(Stored records)

- - -

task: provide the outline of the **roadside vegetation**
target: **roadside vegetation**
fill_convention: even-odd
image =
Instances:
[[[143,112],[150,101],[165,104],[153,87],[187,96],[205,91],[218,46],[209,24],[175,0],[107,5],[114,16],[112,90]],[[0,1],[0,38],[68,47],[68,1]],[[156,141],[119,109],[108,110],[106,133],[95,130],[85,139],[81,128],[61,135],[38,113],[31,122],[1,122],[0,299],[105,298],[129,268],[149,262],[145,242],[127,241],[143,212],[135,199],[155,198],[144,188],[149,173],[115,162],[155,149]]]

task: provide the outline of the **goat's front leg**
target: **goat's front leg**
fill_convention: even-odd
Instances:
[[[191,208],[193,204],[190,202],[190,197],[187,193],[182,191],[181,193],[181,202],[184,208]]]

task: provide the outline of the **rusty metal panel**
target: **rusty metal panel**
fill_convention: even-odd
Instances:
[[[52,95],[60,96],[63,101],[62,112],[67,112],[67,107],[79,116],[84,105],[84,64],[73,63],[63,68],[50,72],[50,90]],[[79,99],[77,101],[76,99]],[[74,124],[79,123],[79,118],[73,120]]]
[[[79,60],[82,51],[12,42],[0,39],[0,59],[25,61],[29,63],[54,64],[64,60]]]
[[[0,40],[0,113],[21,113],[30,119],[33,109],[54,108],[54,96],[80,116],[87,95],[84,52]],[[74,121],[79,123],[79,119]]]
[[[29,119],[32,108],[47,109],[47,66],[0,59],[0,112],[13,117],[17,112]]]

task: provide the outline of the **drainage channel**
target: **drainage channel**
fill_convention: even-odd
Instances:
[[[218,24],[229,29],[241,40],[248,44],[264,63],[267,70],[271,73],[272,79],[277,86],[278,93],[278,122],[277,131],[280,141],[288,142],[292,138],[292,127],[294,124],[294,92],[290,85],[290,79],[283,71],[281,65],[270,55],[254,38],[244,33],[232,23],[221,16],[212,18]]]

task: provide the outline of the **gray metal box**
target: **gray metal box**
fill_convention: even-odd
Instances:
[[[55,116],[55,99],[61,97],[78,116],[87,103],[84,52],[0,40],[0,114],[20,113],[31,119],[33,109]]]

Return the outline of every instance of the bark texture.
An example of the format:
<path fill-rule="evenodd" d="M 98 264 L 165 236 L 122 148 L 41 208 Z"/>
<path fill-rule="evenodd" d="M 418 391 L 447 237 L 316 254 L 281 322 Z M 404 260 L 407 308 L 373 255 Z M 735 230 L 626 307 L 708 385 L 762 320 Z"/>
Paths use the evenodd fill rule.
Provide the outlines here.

- - -

# What is being asked:
Copy the lines above exactly, leaving every word as it is.

# Answer area:
task: provide the outline of the **roadside vegetation**
target: **roadside vegetation**
fill_convention: even-odd
image =
Instances:
[[[143,112],[150,101],[165,104],[153,87],[187,96],[205,91],[218,46],[209,24],[175,0],[107,5],[114,16],[112,90]],[[0,1],[0,38],[68,47],[68,1]],[[156,141],[119,109],[108,110],[106,133],[95,130],[85,139],[81,128],[61,135],[38,113],[31,122],[1,122],[0,299],[105,298],[129,268],[149,262],[145,242],[127,241],[143,212],[135,199],[155,198],[144,188],[149,173],[115,162],[155,149]]]

task: provide the outline of the **goat's front leg**
target: **goat's front leg**
fill_convention: even-odd
Instances:
[[[191,208],[193,204],[190,202],[190,197],[187,193],[182,191],[181,193],[181,202],[184,208]]]

task: provide the outline of the **rusty metal panel**
target: **rusty metal panel**
fill_convention: even-odd
Instances:
[[[52,95],[60,96],[63,101],[62,112],[67,112],[67,107],[79,116],[84,105],[84,64],[73,63],[63,68],[50,72],[50,90]],[[79,99],[77,101],[76,99]],[[74,124],[79,123],[79,118],[73,120]]]
[[[79,60],[82,51],[12,42],[0,39],[0,59],[25,61],[29,63],[54,64],[64,60]]]
[[[0,40],[0,113],[21,113],[30,119],[33,109],[54,108],[54,96],[80,116],[87,95],[84,52]],[[74,121],[79,123],[79,119]]]
[[[29,119],[32,108],[47,109],[47,66],[0,59],[0,112],[13,117],[17,112]]]

task: provide the outline of the **drainage channel**
target: **drainage channel**
fill_convention: even-odd
Instances:
[[[218,24],[229,29],[241,40],[248,44],[264,63],[267,70],[271,73],[272,79],[277,86],[278,93],[278,122],[277,131],[280,141],[288,142],[292,138],[292,127],[294,124],[294,92],[290,85],[290,79],[283,71],[281,65],[270,55],[254,38],[244,33],[232,23],[221,16],[212,18]]]

task: provide the outline of the **gray metal box**
target: **gray metal box**
fill_convention: even-odd
Instances:
[[[55,116],[55,99],[61,97],[78,116],[87,103],[84,52],[0,40],[0,114],[20,113],[31,119],[33,109]]]

Return the outline of every instance of the bark texture.
An example of the format:
<path fill-rule="evenodd" d="M 98 264 L 165 236 L 122 148 L 41 208 Z"/>
<path fill-rule="evenodd" d="M 418 391 L 447 237 L 316 254 L 281 322 Z M 404 260 L 407 308 L 373 255 Z M 735 230 L 626 307 L 708 385 L 762 320 Z"/>
Paths use the evenodd fill rule.
Provide the outlines here.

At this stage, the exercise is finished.